A complete, exact copy of the data is the required answer.

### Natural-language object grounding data
-- Opening Marker --

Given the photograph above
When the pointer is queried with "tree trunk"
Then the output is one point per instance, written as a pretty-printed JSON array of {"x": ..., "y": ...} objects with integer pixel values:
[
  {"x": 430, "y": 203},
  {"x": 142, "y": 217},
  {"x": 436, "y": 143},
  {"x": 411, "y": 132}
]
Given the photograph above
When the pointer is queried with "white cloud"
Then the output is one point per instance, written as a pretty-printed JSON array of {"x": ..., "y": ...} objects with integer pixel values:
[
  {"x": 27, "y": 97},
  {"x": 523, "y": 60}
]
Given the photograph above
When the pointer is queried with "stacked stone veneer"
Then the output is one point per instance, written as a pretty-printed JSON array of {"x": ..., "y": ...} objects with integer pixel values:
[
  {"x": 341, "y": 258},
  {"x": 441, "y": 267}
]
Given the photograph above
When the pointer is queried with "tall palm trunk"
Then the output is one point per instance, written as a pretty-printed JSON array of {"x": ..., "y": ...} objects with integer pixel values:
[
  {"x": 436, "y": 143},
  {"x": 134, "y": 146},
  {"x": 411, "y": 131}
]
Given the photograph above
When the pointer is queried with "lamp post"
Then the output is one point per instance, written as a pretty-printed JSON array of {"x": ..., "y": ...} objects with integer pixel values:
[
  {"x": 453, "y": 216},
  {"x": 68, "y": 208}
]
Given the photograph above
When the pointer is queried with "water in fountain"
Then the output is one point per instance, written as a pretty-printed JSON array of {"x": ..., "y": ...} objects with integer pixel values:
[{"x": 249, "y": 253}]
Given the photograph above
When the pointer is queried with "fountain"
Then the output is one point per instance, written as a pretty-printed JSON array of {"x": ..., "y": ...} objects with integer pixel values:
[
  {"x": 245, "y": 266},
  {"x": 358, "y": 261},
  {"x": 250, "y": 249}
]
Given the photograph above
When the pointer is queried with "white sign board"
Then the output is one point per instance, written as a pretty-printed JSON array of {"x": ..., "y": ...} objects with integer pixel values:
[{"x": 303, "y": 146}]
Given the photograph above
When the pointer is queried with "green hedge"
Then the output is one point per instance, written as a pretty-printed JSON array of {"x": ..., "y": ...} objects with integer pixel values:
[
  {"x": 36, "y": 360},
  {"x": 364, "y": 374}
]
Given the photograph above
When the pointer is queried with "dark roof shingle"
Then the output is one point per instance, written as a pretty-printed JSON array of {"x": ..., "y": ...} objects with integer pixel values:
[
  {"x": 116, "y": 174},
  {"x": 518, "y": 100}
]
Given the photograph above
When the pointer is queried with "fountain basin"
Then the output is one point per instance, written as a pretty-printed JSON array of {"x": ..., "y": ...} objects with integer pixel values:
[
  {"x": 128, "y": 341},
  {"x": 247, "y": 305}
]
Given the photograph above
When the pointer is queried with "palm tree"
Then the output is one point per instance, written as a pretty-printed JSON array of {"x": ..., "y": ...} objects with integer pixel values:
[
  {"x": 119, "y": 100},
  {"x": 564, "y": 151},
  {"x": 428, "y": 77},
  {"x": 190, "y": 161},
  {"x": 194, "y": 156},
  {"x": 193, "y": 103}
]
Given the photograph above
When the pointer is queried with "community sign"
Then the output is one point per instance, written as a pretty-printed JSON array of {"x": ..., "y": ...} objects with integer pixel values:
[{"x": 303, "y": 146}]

-- Closing Marker --

### OUTPUT
Given the photograph above
When the pointer is queried with "tree trunk"
Then the output is one point per instance, written as a pretty-printed JSON array of {"x": ..., "y": ...} objects with integer pixel values:
[
  {"x": 430, "y": 203},
  {"x": 142, "y": 217},
  {"x": 436, "y": 143},
  {"x": 411, "y": 132}
]
Given the photograph above
When the pointer is queried with "white cloud"
Then the output is one point per instance, written as a pretty-printed JSON array of {"x": ..., "y": ...} objects with integer pixel values:
[
  {"x": 27, "y": 97},
  {"x": 523, "y": 60}
]
Given the photograph above
When the pointer is queried with "stacked stone veneer"
Then the output is one point per instance, written as a pretty-printed JSON array of {"x": ..., "y": ...} objects with integer pixel values:
[
  {"x": 341, "y": 258},
  {"x": 441, "y": 267}
]
Given the photograph above
When the pointer is queried with "tall palm trunk"
Then the output is one point per instance, written as a pretty-printed JSON array of {"x": ..., "y": ...} objects with integer pixel values:
[
  {"x": 436, "y": 143},
  {"x": 134, "y": 146},
  {"x": 411, "y": 131}
]
Given the photograph above
When the pointer is queried with "lamp post"
Then the output is one point per instance, written as a pretty-printed JSON array of {"x": ..., "y": ...} objects with integer pixel values:
[
  {"x": 453, "y": 216},
  {"x": 68, "y": 208}
]
Given the photograph above
When the pointer is queried with "water in fountain"
Then the output is one point per instance, written as a pretty-printed JSON array of {"x": ..., "y": ...} objects with integer pixel values:
[{"x": 249, "y": 253}]
Given the photograph above
When the pointer is queried with "fountain"
Then the output is one point per instance, written as a pretty-printed JSON array of {"x": ..., "y": ...} objects with integer pixel values:
[
  {"x": 245, "y": 266},
  {"x": 358, "y": 261},
  {"x": 250, "y": 249}
]
Given the photograph above
When the pointer is queried with "white sign board"
Then the output is one point per instance, written as a pretty-printed JSON array of {"x": ..., "y": ...} objects with integer pixel values:
[{"x": 303, "y": 146}]
Given the photograph above
When the pointer is queried with "green hedge"
Then the output is one point per instance, written as a pretty-printed JSON array of {"x": ..., "y": ...} objects with integer pixel values:
[
  {"x": 36, "y": 360},
  {"x": 364, "y": 374}
]
Given the photograph above
When the pointer is queried with "dark roof shingle"
Then the output is one point per instance, written as a pretty-printed JSON array of {"x": ..., "y": ...} objects with integer pixel values:
[
  {"x": 116, "y": 174},
  {"x": 518, "y": 100}
]
Given the photograph above
When the pointer is queried with "fountain basin"
Then the output is one point per instance, written as a pretty-printed JSON array of {"x": ..., "y": ...} objects with integer pixel values:
[
  {"x": 128, "y": 341},
  {"x": 247, "y": 305}
]
Given the photograph above
When the pointer is queried with "palm tree"
Then the output is one point per instance, written as a pretty-printed JSON array of {"x": ..., "y": ...} objects with integer pixel values:
[
  {"x": 119, "y": 100},
  {"x": 564, "y": 151},
  {"x": 428, "y": 77},
  {"x": 190, "y": 161},
  {"x": 194, "y": 156},
  {"x": 193, "y": 103}
]
Given the photograph above
When the pointer is queried with "community sign"
Then the output is one point per instance, written as a pretty-printed JSON array of {"x": ..., "y": ...} objects with integer pixel values:
[{"x": 303, "y": 146}]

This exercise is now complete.